:: Brief ::
Skip every picture and transcribe the remaining material exactly.

:: Records ::
☆ ☆ ☆

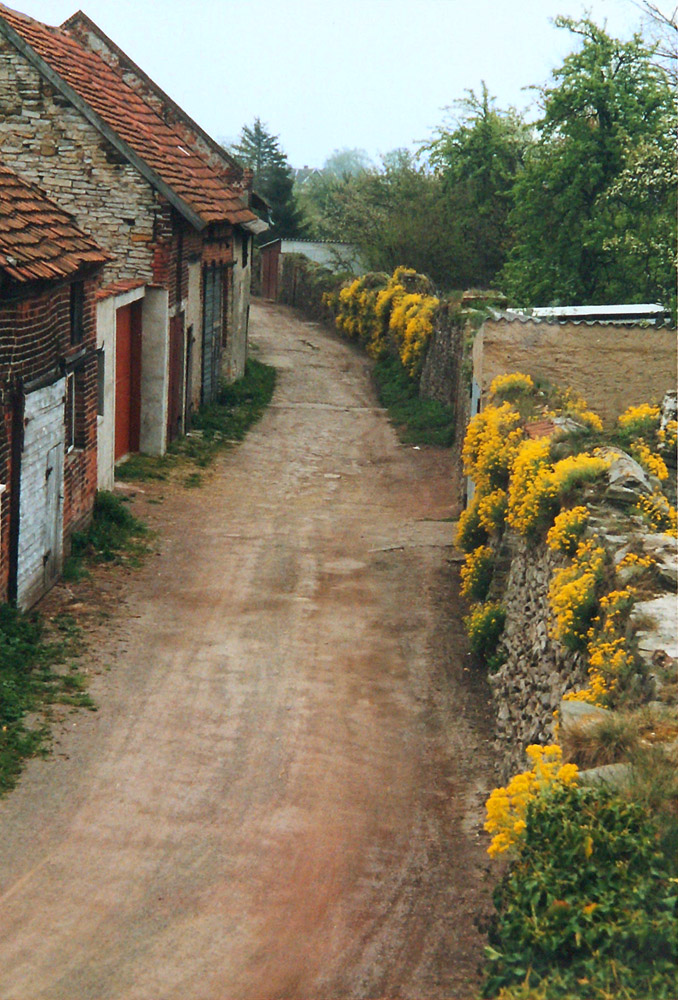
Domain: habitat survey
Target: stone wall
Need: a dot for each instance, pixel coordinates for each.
(538, 670)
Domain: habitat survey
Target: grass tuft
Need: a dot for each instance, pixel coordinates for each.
(417, 420)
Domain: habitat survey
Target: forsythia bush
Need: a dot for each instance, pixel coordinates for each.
(507, 807)
(379, 311)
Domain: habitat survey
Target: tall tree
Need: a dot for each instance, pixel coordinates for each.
(478, 155)
(609, 102)
(259, 150)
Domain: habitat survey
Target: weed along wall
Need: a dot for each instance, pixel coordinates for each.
(571, 571)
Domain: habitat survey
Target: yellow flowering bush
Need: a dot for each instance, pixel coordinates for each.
(509, 387)
(507, 807)
(491, 441)
(532, 494)
(567, 530)
(470, 531)
(476, 573)
(609, 653)
(573, 595)
(658, 514)
(667, 437)
(574, 405)
(639, 421)
(650, 461)
(492, 510)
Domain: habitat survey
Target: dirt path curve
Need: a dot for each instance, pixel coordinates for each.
(279, 795)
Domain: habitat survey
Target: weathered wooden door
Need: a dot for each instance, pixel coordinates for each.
(212, 322)
(40, 542)
(176, 380)
(127, 379)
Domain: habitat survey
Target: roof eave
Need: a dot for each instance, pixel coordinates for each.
(100, 125)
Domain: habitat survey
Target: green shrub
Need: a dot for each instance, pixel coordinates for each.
(484, 627)
(419, 421)
(589, 907)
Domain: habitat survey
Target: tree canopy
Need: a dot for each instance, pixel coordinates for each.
(259, 150)
(593, 206)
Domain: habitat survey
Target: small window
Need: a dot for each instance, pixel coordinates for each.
(77, 312)
(101, 375)
(70, 411)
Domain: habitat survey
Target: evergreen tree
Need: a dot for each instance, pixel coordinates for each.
(259, 150)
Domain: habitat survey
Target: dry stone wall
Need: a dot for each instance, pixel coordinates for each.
(538, 670)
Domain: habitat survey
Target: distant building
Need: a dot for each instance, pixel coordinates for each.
(332, 254)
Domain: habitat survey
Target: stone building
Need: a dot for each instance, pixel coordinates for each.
(81, 120)
(49, 368)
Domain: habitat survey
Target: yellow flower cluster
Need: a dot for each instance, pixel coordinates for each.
(658, 514)
(667, 436)
(567, 530)
(491, 441)
(476, 573)
(492, 510)
(537, 487)
(532, 494)
(511, 386)
(653, 463)
(374, 309)
(411, 325)
(507, 807)
(573, 594)
(639, 421)
(576, 406)
(608, 650)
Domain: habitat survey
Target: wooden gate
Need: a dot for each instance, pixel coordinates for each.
(40, 536)
(212, 323)
(127, 379)
(176, 381)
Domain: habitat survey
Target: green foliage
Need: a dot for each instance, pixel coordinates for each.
(419, 421)
(484, 626)
(238, 406)
(594, 208)
(259, 150)
(28, 684)
(589, 907)
(113, 535)
(478, 156)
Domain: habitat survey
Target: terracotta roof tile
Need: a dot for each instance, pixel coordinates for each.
(38, 240)
(165, 150)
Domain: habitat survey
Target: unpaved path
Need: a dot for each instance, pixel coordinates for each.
(279, 795)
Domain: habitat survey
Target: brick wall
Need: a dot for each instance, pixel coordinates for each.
(47, 141)
(35, 345)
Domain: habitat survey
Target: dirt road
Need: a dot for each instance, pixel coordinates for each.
(279, 795)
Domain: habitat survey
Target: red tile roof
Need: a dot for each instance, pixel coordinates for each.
(178, 164)
(38, 240)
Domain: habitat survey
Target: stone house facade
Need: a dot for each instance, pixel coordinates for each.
(173, 216)
(49, 386)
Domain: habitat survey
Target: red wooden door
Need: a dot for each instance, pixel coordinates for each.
(127, 379)
(176, 380)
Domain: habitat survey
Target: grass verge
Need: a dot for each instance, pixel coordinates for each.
(113, 535)
(417, 420)
(30, 685)
(238, 406)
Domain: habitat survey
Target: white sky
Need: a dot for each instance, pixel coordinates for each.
(373, 74)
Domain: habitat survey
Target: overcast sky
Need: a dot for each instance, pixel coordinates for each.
(324, 74)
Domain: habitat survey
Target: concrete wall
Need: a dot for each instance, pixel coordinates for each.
(612, 367)
(154, 371)
(235, 353)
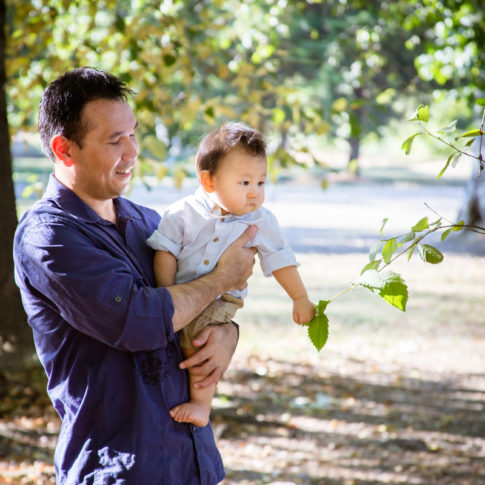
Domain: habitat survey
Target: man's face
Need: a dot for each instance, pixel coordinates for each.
(104, 164)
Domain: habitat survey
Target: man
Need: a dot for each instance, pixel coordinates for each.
(104, 333)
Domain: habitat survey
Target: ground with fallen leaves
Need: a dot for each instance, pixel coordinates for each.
(392, 398)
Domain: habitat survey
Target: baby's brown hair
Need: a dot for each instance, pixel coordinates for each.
(230, 136)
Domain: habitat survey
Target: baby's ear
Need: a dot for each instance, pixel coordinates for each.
(205, 178)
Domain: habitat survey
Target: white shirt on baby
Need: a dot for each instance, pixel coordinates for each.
(194, 230)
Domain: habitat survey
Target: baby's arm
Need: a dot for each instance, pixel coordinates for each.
(165, 266)
(289, 278)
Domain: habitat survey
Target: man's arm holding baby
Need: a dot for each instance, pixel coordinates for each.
(190, 299)
(289, 278)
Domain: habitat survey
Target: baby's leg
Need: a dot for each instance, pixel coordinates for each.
(197, 410)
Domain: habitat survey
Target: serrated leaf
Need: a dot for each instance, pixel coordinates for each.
(421, 114)
(371, 280)
(408, 143)
(430, 254)
(384, 222)
(390, 286)
(318, 327)
(376, 249)
(388, 250)
(411, 251)
(372, 265)
(421, 225)
(458, 226)
(395, 292)
(455, 160)
(476, 132)
(445, 234)
(450, 128)
(408, 237)
(447, 164)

☆ ☆ ☆

:: Answer to this problem ::
Domain: habitat survey
Target: stone wall
Need: a dot for each instance, pixel coordinates for each.
(538, 670)
Domain: habitat survey
Target: grass tuft
Need: a dot for each instance, pixel coordinates for each.
(417, 420)
Domain: habitat survey
Target: forsythia bush
Need: a dot for each instance, pixel coordinates for each.
(507, 807)
(379, 311)
Domain: habitat survey
Target: tall tree
Need: a dot for each instance, pixel coordinates for each.
(478, 155)
(609, 102)
(259, 150)
Domain: habitat survey
Target: weed along wall
Need: a dot for each instance, pixel coordinates for each.
(571, 571)
Domain: habitat survey
Target: yellow flowering bush
Need: a dot for each instance, pixel coordinates for each.
(509, 387)
(507, 807)
(491, 441)
(532, 494)
(567, 530)
(470, 531)
(476, 573)
(609, 653)
(573, 595)
(658, 514)
(667, 437)
(574, 405)
(639, 421)
(650, 461)
(492, 510)
Domain: habitat survey
Target: dirt path curve
Need: a dot for each instance, pixel coordinates for each.
(279, 795)
Domain: habitat survey
Target: weathered wooden door
Need: a dot for each instance, pixel coordinates for each.
(212, 322)
(40, 542)
(176, 380)
(127, 379)
Domain: habitat survey
Target: roof eave
Need: a dot for each instance, pixel coordinates for each.
(100, 125)
Domain: habitat survey
Target: green shrub
Need: a dot for each instance, pixel coordinates for each.
(484, 627)
(419, 421)
(589, 907)
Domain: habitat survey
Target: tree canopy
Need: a dot for each instance, pixel coordinates for each.
(259, 150)
(593, 206)
Domain: habitat survey
Target: small window
Need: a dot for each instance, pixel coordinates for each.
(77, 312)
(101, 375)
(70, 411)
Domain: habitat survey
Target: evergreen tree
Need: a dot for each instance, pixel coordinates for each.
(259, 150)
Domain: habitat survey
Target: dry stone wall
Need: a dot for each instance, pixel coordinates for each.
(538, 670)
Domain: habitat survey
Target: distant building
Need: a dot for each instance, pixel coordinates for each.
(332, 254)
Domain: habitat survey
Target: stone building
Need: a dot for each instance, pixel coordinates for each.
(81, 120)
(49, 368)
Domain: habitat survey
Target: yellow flower cluster
Need: a dot for each instance, pixel coordinates for each.
(658, 514)
(667, 436)
(567, 530)
(491, 441)
(476, 573)
(492, 510)
(537, 487)
(532, 494)
(511, 386)
(653, 463)
(374, 309)
(411, 325)
(507, 807)
(573, 594)
(639, 421)
(576, 406)
(608, 650)
Domain: habitat survey
Target: wooden gate
Need: a dot for each instance, pixel coordinates for each.
(40, 536)
(212, 323)
(127, 379)
(176, 381)
Domain: habitat survey
Target: green foliage
Need: a dot for each instance, pixel coordinates for each.
(419, 421)
(484, 626)
(238, 406)
(594, 208)
(259, 150)
(28, 684)
(589, 907)
(113, 535)
(478, 156)
Domain: habitat survey
Target: terracotta roof tile
Need: a dot for each instance, pixel coordinates for each.
(38, 240)
(165, 150)
Domain: habitat survey
Target: unpaved path
Need: a dot for each instance, pixel coordinates for each.
(279, 795)
Domain: habitat survey
Target: brick wall
Need: a dot for each instance, pixel coordinates for each.
(47, 141)
(35, 345)
Domain: habitat survey
Target: dirt road
Need: a dot for each instance, pixel coordinates for each.
(279, 795)
Domain: habitat survey
Target: red tile roof
Need: a dot for each instance, pixel coordinates for each.
(178, 164)
(38, 240)
Domain: habitat survey
Target: stone house facade
Need: a dot for each instance, pixel coordinates for each.
(173, 216)
(49, 386)
Domain: habitat survey
Target: red wooden door
Need: a dot for each instance, pixel coordinates for each.
(127, 379)
(176, 380)
Domain: habitat survey
Target: grass verge
Need: a dot for each instance, pixel coordinates for each.
(113, 535)
(417, 420)
(30, 685)
(238, 406)
Domain: habitat survey
Target: white sky
Need: a dot for each instance, pixel coordinates for each.
(373, 74)
Domain: habitat survey
Target: overcast sky
Need: a dot for each instance, pixel coordinates for each.
(324, 74)
Domain: habitat survey
Target: concrete wall
Need: a dot for each instance, pixel coordinates for each.
(612, 367)
(154, 371)
(235, 353)
Domain: habitat survey
Target: man's face
Need: a dot for each instance, pixel coordinates for each.
(104, 164)
Domain: habitat survey
Target: man
Need: a dot for each instance, pixel coordinates for each.
(104, 333)
Domain: habitat survey
Target: ground with fallen leaves
Need: a dot for each instance, pixel coordinates for each.
(392, 398)
Domain: habitat survey
Target: baby's brown hair
Need: a dot for each instance, pixel coordinates for each.
(230, 136)
Domain: habitat survey
Target: baby's ear
Need: a dot for each instance, pixel coordinates for each.
(205, 178)
Domain: habitat survey
Target: white shirt on baby
Need: a dot for each instance, pixel coordinates for each.
(194, 230)
Domain: habitat survey
Target: baby's arm
Need: a dot for each instance, pixel coordinates for each.
(165, 266)
(289, 278)
Domain: habitat survey
Target: man's arm holding baby
Need: a dot for each instance, pixel coordinates for each.
(190, 299)
(289, 278)
Domain: habitat survey
Target: baby's leg
Need: a dot for each instance, pixel coordinates for each.
(197, 410)
Domain: habitat survey
Target: serrated leaf
Need: a dot for each instance, pixel coordinates for each.
(421, 114)
(371, 280)
(408, 143)
(430, 254)
(384, 222)
(390, 286)
(318, 327)
(376, 249)
(388, 250)
(411, 251)
(372, 265)
(421, 225)
(458, 226)
(395, 292)
(455, 160)
(476, 132)
(445, 234)
(450, 128)
(408, 237)
(447, 164)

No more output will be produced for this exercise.